- DATA FOR PROCESSING -
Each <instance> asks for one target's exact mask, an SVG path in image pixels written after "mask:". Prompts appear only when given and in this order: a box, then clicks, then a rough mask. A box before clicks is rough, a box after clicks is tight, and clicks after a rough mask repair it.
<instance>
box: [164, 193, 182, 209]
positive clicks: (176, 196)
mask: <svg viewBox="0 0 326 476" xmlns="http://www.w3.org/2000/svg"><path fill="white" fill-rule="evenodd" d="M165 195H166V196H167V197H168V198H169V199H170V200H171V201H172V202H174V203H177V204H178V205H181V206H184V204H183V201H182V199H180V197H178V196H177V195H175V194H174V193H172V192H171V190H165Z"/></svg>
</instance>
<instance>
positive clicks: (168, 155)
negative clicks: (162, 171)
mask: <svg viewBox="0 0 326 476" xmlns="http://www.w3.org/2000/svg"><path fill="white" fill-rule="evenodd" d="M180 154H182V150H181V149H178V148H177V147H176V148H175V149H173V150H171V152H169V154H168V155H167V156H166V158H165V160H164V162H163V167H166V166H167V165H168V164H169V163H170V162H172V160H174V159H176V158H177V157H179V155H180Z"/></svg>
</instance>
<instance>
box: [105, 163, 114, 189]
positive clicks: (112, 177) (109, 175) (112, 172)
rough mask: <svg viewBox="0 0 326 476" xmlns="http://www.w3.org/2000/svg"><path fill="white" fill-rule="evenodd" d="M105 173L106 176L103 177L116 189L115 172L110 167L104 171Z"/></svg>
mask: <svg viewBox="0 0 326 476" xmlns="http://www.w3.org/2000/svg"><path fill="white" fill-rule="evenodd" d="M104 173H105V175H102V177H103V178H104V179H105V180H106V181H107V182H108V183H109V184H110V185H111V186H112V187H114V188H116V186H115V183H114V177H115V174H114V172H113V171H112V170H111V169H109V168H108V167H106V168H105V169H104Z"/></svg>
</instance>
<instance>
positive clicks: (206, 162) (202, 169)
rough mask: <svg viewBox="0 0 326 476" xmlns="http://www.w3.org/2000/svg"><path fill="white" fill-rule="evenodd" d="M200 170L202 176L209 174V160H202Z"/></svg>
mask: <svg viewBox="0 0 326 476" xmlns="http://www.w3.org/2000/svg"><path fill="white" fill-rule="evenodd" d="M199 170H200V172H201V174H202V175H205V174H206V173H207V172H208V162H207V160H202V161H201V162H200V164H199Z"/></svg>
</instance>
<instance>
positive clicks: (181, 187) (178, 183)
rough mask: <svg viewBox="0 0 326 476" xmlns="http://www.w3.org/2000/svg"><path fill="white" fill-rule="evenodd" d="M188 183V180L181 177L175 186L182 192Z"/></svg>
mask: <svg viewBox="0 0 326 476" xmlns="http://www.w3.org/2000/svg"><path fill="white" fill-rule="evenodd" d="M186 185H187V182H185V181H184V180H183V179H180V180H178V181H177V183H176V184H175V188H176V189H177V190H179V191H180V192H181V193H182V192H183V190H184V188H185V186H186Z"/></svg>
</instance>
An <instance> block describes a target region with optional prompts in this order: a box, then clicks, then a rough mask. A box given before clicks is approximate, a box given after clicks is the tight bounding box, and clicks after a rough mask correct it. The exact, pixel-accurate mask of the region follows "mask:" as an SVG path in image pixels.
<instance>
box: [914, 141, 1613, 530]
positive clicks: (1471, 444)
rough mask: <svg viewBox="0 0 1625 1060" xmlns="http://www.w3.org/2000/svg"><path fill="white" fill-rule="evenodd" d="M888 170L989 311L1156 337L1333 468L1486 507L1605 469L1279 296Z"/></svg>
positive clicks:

- WORK REQUEST -
Transcribe the data in full, matching every line exactly.

- EXERCISE RESULT -
Each <instance> asks for one target's exact mask, an SVG path in image pixels written after "mask:". Prompts appear only when given and in this order: a box, then clicks, then a rough mask. A box before clicks is rough, a box after clicks is tight, and clicks after a rough mask repair it.
<instance>
box: [164, 193, 182, 209]
positive clicks: (176, 196)
mask: <svg viewBox="0 0 326 476" xmlns="http://www.w3.org/2000/svg"><path fill="white" fill-rule="evenodd" d="M165 195H166V196H167V197H168V198H169V199H170V200H171V201H172V202H174V203H177V204H178V205H181V206H184V204H183V201H182V199H180V197H178V196H177V195H175V194H174V193H172V192H171V190H165Z"/></svg>
</instance>
<instance>
positive clicks: (168, 155)
negative clicks: (162, 171)
mask: <svg viewBox="0 0 326 476" xmlns="http://www.w3.org/2000/svg"><path fill="white" fill-rule="evenodd" d="M180 154H182V150H181V149H178V148H177V147H176V148H175V149H173V150H171V152H169V154H168V155H167V156H166V158H165V160H164V162H163V167H166V166H167V165H168V164H169V163H170V162H172V160H174V159H176V158H177V157H179V155H180Z"/></svg>
</instance>
<instance>
box: [105, 163, 114, 189]
positive clicks: (112, 177) (109, 175) (112, 172)
rough mask: <svg viewBox="0 0 326 476" xmlns="http://www.w3.org/2000/svg"><path fill="white" fill-rule="evenodd" d="M105 173L106 176L103 177L116 189L115 172L110 167L104 171Z"/></svg>
mask: <svg viewBox="0 0 326 476" xmlns="http://www.w3.org/2000/svg"><path fill="white" fill-rule="evenodd" d="M104 173H105V175H102V177H103V178H104V179H105V180H106V181H107V182H108V183H109V184H110V185H111V186H112V187H114V188H116V186H115V183H114V177H115V174H114V172H113V171H112V170H111V169H109V168H108V167H106V168H105V169H104Z"/></svg>
</instance>
<instance>
positive clicks: (206, 162) (202, 169)
rough mask: <svg viewBox="0 0 326 476" xmlns="http://www.w3.org/2000/svg"><path fill="white" fill-rule="evenodd" d="M200 170L202 176L209 174V160H202Z"/></svg>
mask: <svg viewBox="0 0 326 476" xmlns="http://www.w3.org/2000/svg"><path fill="white" fill-rule="evenodd" d="M199 170H200V172H201V174H202V175H205V174H206V173H207V172H208V162H207V160H202V161H201V162H200V164H199Z"/></svg>
</instance>
<instance>
positive clicks: (181, 187) (178, 183)
rough mask: <svg viewBox="0 0 326 476" xmlns="http://www.w3.org/2000/svg"><path fill="white" fill-rule="evenodd" d="M188 183V180L181 177L175 186L182 192Z"/></svg>
mask: <svg viewBox="0 0 326 476" xmlns="http://www.w3.org/2000/svg"><path fill="white" fill-rule="evenodd" d="M186 185H187V182H185V181H184V180H183V179H180V180H178V181H177V183H176V184H175V188H176V189H177V190H179V191H180V192H181V193H182V192H183V190H184V188H185V186H186Z"/></svg>
</instance>
An <instance> block describes a target region with optional prompts in this order: a box, then clicks, then a rough mask. A box given before clicks is approximate, a box given after clicks is the tight bounding box, and clicks after a rough mask correct it. The exact, pixel-accurate mask of the region follows "mask:" as an SVG path in image pixels.
<instance>
box: [914, 141, 1613, 530]
positive clicks: (1471, 444)
rough mask: <svg viewBox="0 0 1625 1060" xmlns="http://www.w3.org/2000/svg"><path fill="white" fill-rule="evenodd" d="M888 170L989 311L1156 337L1333 468L1486 507L1605 469L1279 296Z"/></svg>
positive clicks:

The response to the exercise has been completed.